- _Page text_
= Beginning of Section =

Although all humans experience distress, what is stressful in one locale may not be in another. How stress is internalized and articulated is culturally prescribed, but also indicative of context-specific causes. That is, what is stressful for the people of a particular community is part and parcel of their multiscale social, political, economic and ecological contexts. In this regard, individual experiences represent a process of localization1. That structural inequalities result in the proliferation of infectious and chronic diseases is well-documented. Determining precise mechanisms through which structural inequalities affect well-being — that is, how they are localized — has more recently come to the fore in global health research.

= End of Section =

- _Tasks to carry out_
[A] Answer these about the passage on stress:
(i) What is culturally prescribed?
(ii) What do individual experiences represent?
(iii) What is described as well-documented?
[B] Update the passage on stress from "Although all humans" to "global health research.", replacing "structural inequalities" with "social inequities".
[C] Does each statement agree with the passage on stress? Answer yes or no and quote the deciding words.
(i) Whatever is stressful in one locale is stressful in every other.
(ii) Only some humans experience distress.
(iii) Determining how structural inequalities affect well-being has more recently become prominent in global health research.

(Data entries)

= Beginning of Section =

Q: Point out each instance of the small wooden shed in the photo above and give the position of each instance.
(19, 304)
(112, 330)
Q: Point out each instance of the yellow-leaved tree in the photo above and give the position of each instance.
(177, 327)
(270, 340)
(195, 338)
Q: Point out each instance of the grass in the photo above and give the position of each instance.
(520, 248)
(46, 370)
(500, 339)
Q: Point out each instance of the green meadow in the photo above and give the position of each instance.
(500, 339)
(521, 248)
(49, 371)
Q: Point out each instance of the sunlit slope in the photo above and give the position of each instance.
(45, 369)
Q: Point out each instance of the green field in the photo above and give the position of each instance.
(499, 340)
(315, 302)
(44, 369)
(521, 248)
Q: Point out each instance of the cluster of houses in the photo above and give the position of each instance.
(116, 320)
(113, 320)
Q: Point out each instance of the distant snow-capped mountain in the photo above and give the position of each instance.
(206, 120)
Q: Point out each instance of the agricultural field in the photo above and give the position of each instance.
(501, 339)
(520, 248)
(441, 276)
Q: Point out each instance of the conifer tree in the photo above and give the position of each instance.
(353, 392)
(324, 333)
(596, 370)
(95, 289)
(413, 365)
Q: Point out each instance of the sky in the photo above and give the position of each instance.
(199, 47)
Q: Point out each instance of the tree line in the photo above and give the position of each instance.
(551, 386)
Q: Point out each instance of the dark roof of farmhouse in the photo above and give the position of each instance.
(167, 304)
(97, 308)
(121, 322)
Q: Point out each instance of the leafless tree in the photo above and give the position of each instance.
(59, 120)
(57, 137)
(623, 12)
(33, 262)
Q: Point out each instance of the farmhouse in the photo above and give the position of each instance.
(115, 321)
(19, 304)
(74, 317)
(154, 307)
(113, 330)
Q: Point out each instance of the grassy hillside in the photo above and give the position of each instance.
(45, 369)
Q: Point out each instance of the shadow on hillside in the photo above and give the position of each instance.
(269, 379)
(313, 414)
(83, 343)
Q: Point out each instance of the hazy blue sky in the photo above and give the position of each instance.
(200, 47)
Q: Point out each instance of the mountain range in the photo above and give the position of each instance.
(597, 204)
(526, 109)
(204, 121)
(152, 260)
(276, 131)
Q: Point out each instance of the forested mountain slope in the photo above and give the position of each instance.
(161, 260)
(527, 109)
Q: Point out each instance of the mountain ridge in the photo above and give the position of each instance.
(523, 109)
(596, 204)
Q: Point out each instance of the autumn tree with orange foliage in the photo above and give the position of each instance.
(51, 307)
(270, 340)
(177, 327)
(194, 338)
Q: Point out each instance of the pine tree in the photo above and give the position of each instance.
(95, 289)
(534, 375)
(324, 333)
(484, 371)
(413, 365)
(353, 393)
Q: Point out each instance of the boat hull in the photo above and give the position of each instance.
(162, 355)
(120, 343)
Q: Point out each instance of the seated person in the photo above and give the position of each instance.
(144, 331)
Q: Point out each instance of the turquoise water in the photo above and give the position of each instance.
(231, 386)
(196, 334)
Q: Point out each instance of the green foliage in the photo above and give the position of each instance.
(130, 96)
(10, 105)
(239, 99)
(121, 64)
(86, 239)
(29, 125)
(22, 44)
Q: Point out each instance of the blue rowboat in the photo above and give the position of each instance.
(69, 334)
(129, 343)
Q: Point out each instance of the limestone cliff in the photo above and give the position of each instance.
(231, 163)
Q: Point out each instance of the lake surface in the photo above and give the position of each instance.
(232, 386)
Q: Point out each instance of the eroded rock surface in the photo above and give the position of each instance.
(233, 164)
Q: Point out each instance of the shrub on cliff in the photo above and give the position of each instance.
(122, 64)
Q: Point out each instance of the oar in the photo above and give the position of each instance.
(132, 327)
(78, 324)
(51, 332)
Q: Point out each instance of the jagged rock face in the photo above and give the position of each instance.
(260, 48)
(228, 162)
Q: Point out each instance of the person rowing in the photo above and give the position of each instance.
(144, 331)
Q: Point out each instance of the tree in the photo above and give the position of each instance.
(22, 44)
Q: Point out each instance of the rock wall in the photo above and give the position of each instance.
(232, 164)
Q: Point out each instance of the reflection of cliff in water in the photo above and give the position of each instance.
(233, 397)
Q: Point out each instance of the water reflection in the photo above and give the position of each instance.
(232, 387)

= End of Section =

- _Solutions per task_
[A]
(i) How stress is internalized and articulated.
(ii) A process of localization.
(iii) That structural inequalities result in the proliferation of infectious and chronic diseases.

[B]
Although all humans experience distress, what is stressful in one locale may not be in another. How stress is internalized and articulated is culturally prescribed, but also indicative of context-specific causes. That is, what is stressful for the people of a particular community is part and parcel of their multiscale social, political, economic and ecological contexts. In this regard, individual experiences represent a process of localization1. That social inequities result in the proliferation of infectious and chronic diseases is well-documented. Determining precise mechanisms through which social inequities affect well-being — that is, how they are localized — has more recently come to the fore in global health research.

[C]
(i) No: "what is stressful in one locale may not be in another"
(ii) No: "all humans experience distress"
(iii) Yes: "has more recently come to the fore in global health research"